_Extract to read:_
────────────────────
Despite these, President Museveni maintained that his government would allow market forces of supply and demand to correct the imperfections, arguing that slashing taxes or introducing subsidies, as suggested by some experts, would be a “trap”.
As an alternative solution to what he termed as an artificial problem birthed by the reopening of the global economy after a two-year Covid-induced lockdown and lately Russia’s invasion of Ukraine, Mr Museveni said his government is playing mediator to diffuse the conflict.
“Cutting taxes or subsidies is suicidal because our people may buy carelessly and drain our reserves. It will also take money away from planned projects to consumption,” he noted, reading from a prepared text.
He urged Ugandans to scale up production to meet rising global demand and cover gaps created by other market leaders-turned hoarders.
“I saw on the news that Malaysia had banned the export of chicken and that India had banned the export of sugar. (United States) President (Joe) Biden was crying for baby formula, etc.
Many of these products are the ones that have been in surplus in Uganda. We just need to deal with a few quality and bio-hazard issues,” he added.
The new Parish Development Model (PDM), which bureaucrats have touted as a panacea to Uganda’s problems, will cement the country’s production capacity.
PDM is a Shs1 trillion kitty created by government to give cash directly to each of Uganda’s parishes so that residents choose and invest in enterprises they deem most profitable.
The idea is to put more money in the pockets of ordinary citizens, helping to get nine million peasant households into the monetised economy.
According to the President, the government plans to invest in the use of fertilisers and irrigation to scale up production, and he urged farmers to desist from always waiting on the government to provide inputs.
Museveni also strongly spoke against the exportation of goods in their raw form, saying this robs the country through unequal foreign exchange.
“The total value of coffee in the World is $460 billion,” he said, adding: “…yet coffee growing countries such as Uganda collectively get a paltry $25 billion.”
He said the reason is export of raw coffee, which foreigners process and sell back more expensively.
“What is wrong with us, what is wrong with Africa?” he asked, sounding frustrated.
He added: “When we de-hust, roast, grind and pack [coffee] here, Uganda will get more dollars and we shall also pay higher prices to our farmers. We oppose this haemorrhage in all the raw-materials … It is this haemorrhage that is responsible for the stagnation of Africa.”
────────────────────
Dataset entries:
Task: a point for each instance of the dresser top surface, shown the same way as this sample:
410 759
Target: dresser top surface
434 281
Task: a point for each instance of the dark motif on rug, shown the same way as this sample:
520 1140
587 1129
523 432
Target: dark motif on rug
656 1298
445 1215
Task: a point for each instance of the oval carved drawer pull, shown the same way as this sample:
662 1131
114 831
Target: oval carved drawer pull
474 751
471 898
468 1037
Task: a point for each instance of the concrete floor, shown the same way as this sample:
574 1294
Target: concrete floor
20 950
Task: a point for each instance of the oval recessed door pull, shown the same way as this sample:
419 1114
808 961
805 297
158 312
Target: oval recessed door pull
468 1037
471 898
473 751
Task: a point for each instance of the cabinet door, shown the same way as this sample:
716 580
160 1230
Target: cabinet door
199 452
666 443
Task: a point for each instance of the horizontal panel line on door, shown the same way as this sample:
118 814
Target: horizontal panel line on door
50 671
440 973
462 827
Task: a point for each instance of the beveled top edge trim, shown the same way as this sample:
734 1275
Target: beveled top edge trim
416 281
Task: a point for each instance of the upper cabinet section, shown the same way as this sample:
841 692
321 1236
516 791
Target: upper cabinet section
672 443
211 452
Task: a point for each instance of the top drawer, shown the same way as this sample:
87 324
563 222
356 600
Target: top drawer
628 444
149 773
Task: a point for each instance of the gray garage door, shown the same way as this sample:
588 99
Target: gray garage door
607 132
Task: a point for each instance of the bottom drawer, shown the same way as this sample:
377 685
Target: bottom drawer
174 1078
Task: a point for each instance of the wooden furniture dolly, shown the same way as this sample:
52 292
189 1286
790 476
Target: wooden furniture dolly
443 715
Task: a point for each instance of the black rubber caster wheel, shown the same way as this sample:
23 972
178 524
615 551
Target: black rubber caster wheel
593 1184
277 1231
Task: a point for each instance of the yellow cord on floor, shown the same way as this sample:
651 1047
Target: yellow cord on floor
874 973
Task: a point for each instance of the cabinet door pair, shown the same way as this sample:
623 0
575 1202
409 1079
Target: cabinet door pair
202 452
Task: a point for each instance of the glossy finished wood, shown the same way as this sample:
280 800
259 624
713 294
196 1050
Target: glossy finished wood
────────────────────
_Assignment 1:_ Print the stretch of the passage on Uganda's economy from "Museveni also strongly" through "asked, sounding frustrated.".
_Assignment 2:_ Decide whether each statement agrees with the passage on Uganda's economy, giving yes or no and quoting the words that settle it: (a) The Parish Development Model is a Shs1 trillion kitty. (b) Museveni said Malaysia had banned the export of sugar. (c) Coffee growing countries collectively get $25 billion.
The listing has no connection to the passage on Uganda's economy.

_Solution 1:_
Museveni also strongly spoke against the exportation of goods in their raw form, saying this robs the country through unequal foreign exchange.
“The total value of coffee in the World is $460 billion,” he said, adding: “…yet coffee growing countries such as Uganda collectively get a paltry $25 billion.”
He said the reason is export of raw coffee, which foreigners process and sell back more expensively.
“What is wrong with us, what is wrong with Africa?” he asked, sounding frustrated.

_Solution 2:_
(a) Yes: "PDM is a Shs1 trillion kitty created by government"
(b) No: "Malaysia had banned the export of chicken and that India had banned the export of sugar"
(c) Yes: "coffee growing countries such as Uganda collectively get a paltry $25 billion"